* _Exercises to complete_
**A.** Write out the listing from its first line up to and including the line with "[58, 0], [37, 0]]", and leave the pictures out.
**B.** Continue the piece on visiting Joshua Tree National Park with kids, starting right after its last sentence.

* _Source excerpt_

America’s 63 national parks are breathtakingly beautiful and incredibly diverse, encompassing wild seashores, towering mountains, dark rainforests, and vast deserts. One of the most unique is Joshua Tree National Park in Southern California.
Joshua Tree’s otherworldly landscape, easy hiking opportunities, and awesome campgrounds make it a perfect park to explore with kids.
Last winter, I had the honor of exploring Joshua Tree National Park and its harsh and varied ecosystem sprawling across 800,000 acres in Southern California. I’m not lying when I say there are endless opportunities for exploring in Joshua Tree, and despite less-than-cooperative weather (snow!), we did a lot of adventuring!
I think it’s safe to say that Joshua Tree National Park is one of my favorite places in the world. There’s magic in that desert, and I am already planning my next trip. In the meantime, I want to share some Joshua Tree National Park highlights, including the best hikes in Joshua Tree for families and an overview of Joshua Tree camping.
Joshua Tree FAQs
When is the Best Time to Visit Joshua Tree National Park?
Every season in Joshua Tree is special, but visiting with kids between late October and early April is best to avoid the dangers of sunstroke and extreme heat. Winter temps can dip below freezing at times, so if you do visit between December and Febraury, bring warm clothes and camp in the southern part of the park (Cottonwood Springs). If you want to experience the desert in bloom, visit Joshua Tree between late Febraury and April.
How do I Get to Joshua Tree National Park?
Joshua Tree National Park is about 3.5 hours from LAX in Los Angeles, and 3 hours from McCarran Airport in Las Vegas, but the drive from Las Vegas to Joshua Tree is much easier with less traffic. As we fly from the east coast, we also find that flying into Vegas is significantly cheaper. Look for deals on Kayak for both flights and car rentals when you start making your plans.
For a more unique experience, you can rent an Escape Campervan in Las Vegas and use it as your tricked-out adventure mobile. Each campervan comes with everything you need for your trip, plus a custom paint job that looks gorgeous against a desert backdrop.
If you do drive to Joshua Tree from Las Vegas, it’s pretty much a straight shot south through an empty, mountainous desert to the Twentynine Palms entrance into the park.

* _Data records_
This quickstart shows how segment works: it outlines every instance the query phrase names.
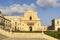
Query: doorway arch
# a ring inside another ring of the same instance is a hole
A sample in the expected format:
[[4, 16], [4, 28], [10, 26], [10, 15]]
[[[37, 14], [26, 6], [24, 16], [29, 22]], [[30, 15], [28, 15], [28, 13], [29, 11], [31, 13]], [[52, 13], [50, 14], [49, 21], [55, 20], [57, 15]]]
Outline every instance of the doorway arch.
[[29, 27], [30, 31], [32, 31], [32, 26]]

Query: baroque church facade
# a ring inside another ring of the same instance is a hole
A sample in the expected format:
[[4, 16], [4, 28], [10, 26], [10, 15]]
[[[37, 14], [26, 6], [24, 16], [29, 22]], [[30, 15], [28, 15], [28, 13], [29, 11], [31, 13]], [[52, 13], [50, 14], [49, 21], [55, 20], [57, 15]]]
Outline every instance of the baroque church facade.
[[47, 26], [41, 25], [37, 12], [33, 10], [27, 10], [24, 12], [24, 16], [4, 16], [11, 21], [11, 30], [19, 31], [46, 31]]

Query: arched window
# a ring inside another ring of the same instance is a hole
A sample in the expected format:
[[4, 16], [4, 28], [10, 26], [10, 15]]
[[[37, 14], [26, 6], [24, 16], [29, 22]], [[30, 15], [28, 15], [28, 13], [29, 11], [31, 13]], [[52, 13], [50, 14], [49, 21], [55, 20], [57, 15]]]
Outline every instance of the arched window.
[[30, 16], [30, 20], [32, 20], [32, 17]]
[[59, 24], [59, 21], [57, 21], [57, 24]]

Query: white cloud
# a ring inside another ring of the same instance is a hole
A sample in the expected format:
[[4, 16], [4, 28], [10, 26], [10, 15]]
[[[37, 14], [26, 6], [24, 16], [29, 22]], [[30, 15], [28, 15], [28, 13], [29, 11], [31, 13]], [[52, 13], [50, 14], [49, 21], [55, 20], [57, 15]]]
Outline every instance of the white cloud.
[[27, 5], [27, 4], [23, 4], [23, 5], [20, 5], [20, 4], [13, 4], [13, 5], [10, 5], [8, 7], [1, 7], [0, 6], [0, 10], [3, 12], [3, 14], [13, 14], [13, 13], [23, 13], [25, 12], [26, 10], [28, 9], [33, 9], [35, 10], [35, 5], [32, 3], [31, 5]]
[[36, 3], [41, 7], [46, 7], [50, 5], [51, 7], [59, 7], [60, 3], [57, 2], [58, 0], [37, 0]]

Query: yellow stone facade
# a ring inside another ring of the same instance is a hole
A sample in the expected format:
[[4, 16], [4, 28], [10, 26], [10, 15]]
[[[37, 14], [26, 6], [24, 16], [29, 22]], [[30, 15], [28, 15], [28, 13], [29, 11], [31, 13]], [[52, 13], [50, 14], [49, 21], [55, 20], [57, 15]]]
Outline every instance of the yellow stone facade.
[[59, 18], [56, 18], [56, 19], [52, 20], [52, 28], [55, 31], [60, 30], [60, 19]]
[[[11, 28], [20, 31], [46, 31], [47, 26], [41, 26], [41, 20], [37, 16], [37, 12], [27, 10], [24, 16], [4, 16], [6, 19], [11, 20]], [[43, 29], [45, 28], [45, 29]]]

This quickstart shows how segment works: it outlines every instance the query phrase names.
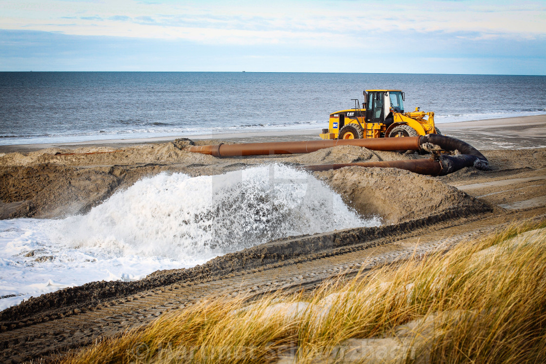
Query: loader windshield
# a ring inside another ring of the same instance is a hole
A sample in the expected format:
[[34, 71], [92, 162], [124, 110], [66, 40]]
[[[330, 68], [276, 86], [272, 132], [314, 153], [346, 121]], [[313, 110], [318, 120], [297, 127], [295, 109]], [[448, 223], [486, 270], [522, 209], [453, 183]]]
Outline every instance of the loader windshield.
[[402, 93], [400, 91], [391, 91], [389, 93], [389, 97], [390, 98], [390, 107], [394, 109], [396, 112], [401, 112], [404, 111], [404, 104], [402, 101]]

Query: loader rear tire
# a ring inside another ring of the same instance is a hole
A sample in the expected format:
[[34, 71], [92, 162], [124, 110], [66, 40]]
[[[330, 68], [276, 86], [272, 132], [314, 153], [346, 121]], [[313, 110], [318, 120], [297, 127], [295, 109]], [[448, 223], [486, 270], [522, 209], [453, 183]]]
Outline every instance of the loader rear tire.
[[390, 131], [389, 138], [402, 138], [403, 136], [417, 136], [418, 134], [415, 129], [409, 125], [399, 125]]
[[358, 124], [347, 124], [340, 130], [338, 139], [361, 139], [364, 130]]

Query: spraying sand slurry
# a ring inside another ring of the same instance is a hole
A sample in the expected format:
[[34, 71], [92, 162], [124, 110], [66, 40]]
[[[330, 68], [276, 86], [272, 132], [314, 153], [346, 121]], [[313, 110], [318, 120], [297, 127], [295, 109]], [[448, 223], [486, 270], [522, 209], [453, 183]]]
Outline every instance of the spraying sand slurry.
[[[336, 147], [305, 155], [219, 160], [190, 155], [185, 150], [188, 144], [181, 140], [111, 153], [51, 155], [74, 152], [56, 149], [0, 157], [2, 216], [88, 213], [117, 191], [162, 172], [166, 176], [216, 176], [264, 164], [269, 168], [272, 163], [297, 166], [423, 157]], [[90, 150], [84, 147], [78, 152]], [[465, 168], [442, 177], [359, 167], [314, 172], [361, 214], [379, 215], [383, 225], [278, 238], [193, 268], [158, 271], [136, 282], [92, 282], [33, 299], [0, 313], [2, 360], [28, 360], [77, 348], [207, 297], [312, 288], [341, 271], [407, 257], [416, 246], [419, 252], [430, 251], [493, 231], [507, 222], [546, 213], [543, 205], [524, 210], [498, 206], [546, 195], [545, 180], [533, 178], [546, 174], [546, 150], [484, 154], [491, 170]], [[480, 184], [507, 180], [513, 181]], [[473, 186], [465, 189], [462, 185]]]

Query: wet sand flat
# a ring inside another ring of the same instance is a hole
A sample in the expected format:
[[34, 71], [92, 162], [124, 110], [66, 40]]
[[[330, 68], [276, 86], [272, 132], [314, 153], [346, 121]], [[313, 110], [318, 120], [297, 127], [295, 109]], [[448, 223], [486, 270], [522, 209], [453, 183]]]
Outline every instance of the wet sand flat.
[[[483, 152], [491, 168], [431, 177], [400, 170], [351, 167], [313, 175], [382, 226], [289, 237], [189, 269], [160, 271], [133, 282], [92, 282], [35, 297], [0, 313], [3, 361], [43, 357], [150, 322], [219, 295], [312, 289], [354, 273], [495, 231], [512, 221], [546, 219], [546, 116], [440, 124], [444, 134]], [[268, 132], [269, 133], [269, 132]], [[275, 135], [200, 136], [197, 144], [318, 139], [312, 130]], [[216, 158], [189, 153], [187, 140], [104, 141], [3, 146], [0, 218], [85, 213], [120, 189], [161, 172], [216, 175], [278, 162], [298, 165], [414, 159], [351, 146], [308, 154]], [[86, 154], [85, 153], [111, 152]], [[70, 154], [70, 153], [76, 154]], [[70, 335], [67, 335], [67, 333]], [[50, 339], [51, 336], [55, 340]]]
[[[539, 147], [546, 145], [543, 142], [543, 140], [546, 139], [546, 115], [443, 123], [438, 124], [437, 126], [444, 134], [464, 140], [478, 149], [505, 147], [502, 144], [503, 142], [517, 145], [517, 147]], [[185, 135], [184, 138], [193, 140], [222, 140], [228, 142], [263, 142], [319, 140], [318, 134], [320, 133], [321, 130], [317, 129], [190, 135]], [[26, 153], [46, 148], [76, 148], [84, 146], [121, 148], [127, 145], [164, 142], [177, 138], [175, 136], [160, 136], [67, 143], [0, 145], [0, 153]], [[520, 144], [518, 145], [518, 142]]]

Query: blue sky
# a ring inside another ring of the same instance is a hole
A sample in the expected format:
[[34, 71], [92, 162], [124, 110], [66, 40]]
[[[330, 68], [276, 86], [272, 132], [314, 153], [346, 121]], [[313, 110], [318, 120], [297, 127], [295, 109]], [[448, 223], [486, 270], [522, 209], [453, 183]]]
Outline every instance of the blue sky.
[[0, 0], [0, 70], [546, 74], [546, 2]]

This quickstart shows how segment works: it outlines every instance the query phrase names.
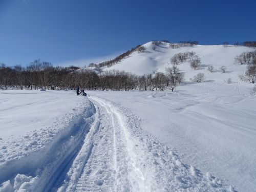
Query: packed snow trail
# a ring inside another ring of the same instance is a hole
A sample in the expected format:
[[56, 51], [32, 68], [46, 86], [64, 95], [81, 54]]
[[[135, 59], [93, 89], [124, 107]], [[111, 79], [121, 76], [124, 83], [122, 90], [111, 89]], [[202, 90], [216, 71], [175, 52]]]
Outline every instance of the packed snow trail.
[[140, 118], [126, 109], [90, 99], [84, 110], [91, 112], [75, 121], [79, 134], [57, 140], [36, 170], [17, 172], [0, 191], [234, 191], [183, 163], [174, 149], [142, 130]]
[[232, 191], [210, 174], [183, 163], [116, 103], [91, 97], [95, 122], [58, 191]]

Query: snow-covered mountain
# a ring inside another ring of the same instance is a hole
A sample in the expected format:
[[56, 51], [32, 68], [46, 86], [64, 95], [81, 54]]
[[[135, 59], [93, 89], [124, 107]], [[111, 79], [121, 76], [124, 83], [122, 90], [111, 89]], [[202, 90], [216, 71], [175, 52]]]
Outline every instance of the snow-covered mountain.
[[[143, 53], [134, 51], [128, 57], [112, 67], [102, 68], [103, 70], [117, 70], [125, 71], [138, 75], [154, 73], [158, 72], [165, 73], [165, 68], [170, 67], [170, 59], [176, 54], [194, 52], [201, 59], [201, 66], [195, 70], [190, 68], [189, 59], [178, 65], [179, 69], [185, 72], [185, 78], [189, 81], [190, 78], [199, 72], [204, 73], [206, 80], [221, 80], [229, 77], [236, 80], [238, 74], [246, 70], [245, 65], [234, 65], [234, 58], [243, 52], [255, 51], [254, 48], [232, 45], [225, 47], [223, 45], [194, 45], [193, 47], [172, 49], [169, 43], [161, 42], [156, 46], [152, 41], [143, 45], [146, 50]], [[168, 64], [169, 63], [169, 64]], [[208, 67], [212, 66], [215, 73], [207, 71]], [[225, 66], [227, 73], [220, 71], [222, 66]]]

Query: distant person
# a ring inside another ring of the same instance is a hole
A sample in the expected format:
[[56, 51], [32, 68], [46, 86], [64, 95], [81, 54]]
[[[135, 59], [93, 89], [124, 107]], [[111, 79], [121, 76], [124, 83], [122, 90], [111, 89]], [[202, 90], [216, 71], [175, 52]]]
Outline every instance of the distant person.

* _Final results_
**A.**
This quickstart shows how segment works: it outlines every instance the query phrase names.
Query: doorway arch
# a ring inside another ring of the same instance is a hole
A sample in the expected format:
[[4, 16], [4, 28], [10, 26], [10, 15]]
[[[37, 14], [26, 6], [24, 16], [29, 22]], [[30, 15], [28, 15], [28, 13], [29, 11], [31, 13]], [[52, 13], [50, 14], [49, 21], [55, 20], [57, 15]]]
Outline every instance of the doorway arch.
[[29, 27], [30, 31], [32, 31], [32, 26]]

Query: baroque church facade
# a ring inside another ring of the same instance is a hole
A sample in the expected format:
[[4, 16], [4, 28], [10, 26], [10, 15]]
[[[37, 14], [26, 6], [24, 16], [29, 22]], [[30, 15], [28, 15], [28, 13], [29, 11], [31, 13]], [[52, 13], [50, 14], [49, 21], [55, 20], [57, 15]]]
Outline every instance of the baroque church facade.
[[47, 26], [41, 25], [37, 12], [33, 10], [27, 10], [24, 12], [24, 16], [4, 16], [11, 21], [11, 30], [19, 31], [46, 31]]

Query: arched window
# a ring inside another ring of the same instance is a hole
A sample in the expected format:
[[4, 16], [4, 28], [10, 26], [10, 15]]
[[[37, 14], [26, 6], [24, 16], [29, 22]], [[30, 15], [28, 15], [28, 13], [29, 11], [31, 13]], [[52, 13], [50, 14], [49, 21], [55, 20], [57, 15]]]
Outline every instance of the arched window.
[[30, 16], [30, 20], [32, 20], [32, 17]]
[[59, 24], [59, 21], [57, 21], [57, 24]]

Query: white cloud
# a ring inside another ring of the same instance is a hole
A sample in the expected format:
[[4, 16], [4, 28], [10, 26], [10, 15]]
[[[37, 14], [26, 6], [24, 16], [29, 22]], [[30, 15], [28, 15], [28, 13], [29, 11], [31, 13]], [[52, 13], [50, 14], [49, 21], [55, 20], [57, 15]]]
Outline every instance of the white cloud.
[[27, 5], [27, 4], [23, 4], [23, 5], [20, 5], [20, 4], [13, 4], [13, 5], [10, 5], [8, 7], [1, 7], [0, 6], [0, 10], [3, 12], [3, 14], [13, 14], [13, 13], [23, 13], [25, 12], [26, 10], [28, 9], [33, 9], [35, 10], [35, 5], [32, 3], [31, 5]]
[[36, 3], [41, 7], [46, 7], [50, 5], [51, 7], [59, 7], [60, 3], [57, 2], [58, 0], [37, 0]]

**B.**
How do I Get Around Joshua Tree National Park?
It’s not easy to get around Joshua Tree National Park without a car, and we wouldn’t recommend it. The park covers more than 800,000 acres and it can take several hours to drive from one end of the park to another. For this reason, it’s also crucial to plan your hikes and explorations so that you minimize driving time and maximize fun.
Camping in Joshua Tree Nationa Park with Kids
You don’t have to camp in Joshua Tree National Park to explore it properly, but I highly recommend trying it!
Sunrises and sunsets are magical in the park, and nighttime is one of the best times to explore, even if you’re just walking the campground road and admiring the stars.
I can’t speak for every single one of the nine developed campgrounds within Joshua Tree, but I can give you a few tips based on our experiences — we have visited most of the campgrounds looking for the perfect spot, and as long as you bring plenty of water (for drinking, washing, and cooking), I highly recommend Jumbo Rocks Campground for families.
In my humble opinion, Jumbo Rocks Campground provides the best of Joshua Tree camping, but here are some other options:
- Black Rock Campground – Reservations required. Just five miles from shopping and restaurants in Yucca Valley. There are potable water and flush toilets at Black Rock, and 99 sites that are suitable for tents or RVs up to 35 feet in length. No hook-ups are provided. Good cell service.
- Cottonwood Campground – Reservations required. Located in the southeast corner of the park, Cottonwood has potable water and flush toilets. All 62 sites can be reserved ahead of time and are suitable for tents and RVs up to 35 feet. Because Cottonwood is lower in elevation than other campgrounds, it’s also warmer at night and a good choice for winter camping. No cell service and no hookups.
- Indian Cove Campground – Reservations required. 101 campsites for tents and RVs up to 35 feet. Indian Cove has vault toilets and no water. Spotty cell service and no hookups.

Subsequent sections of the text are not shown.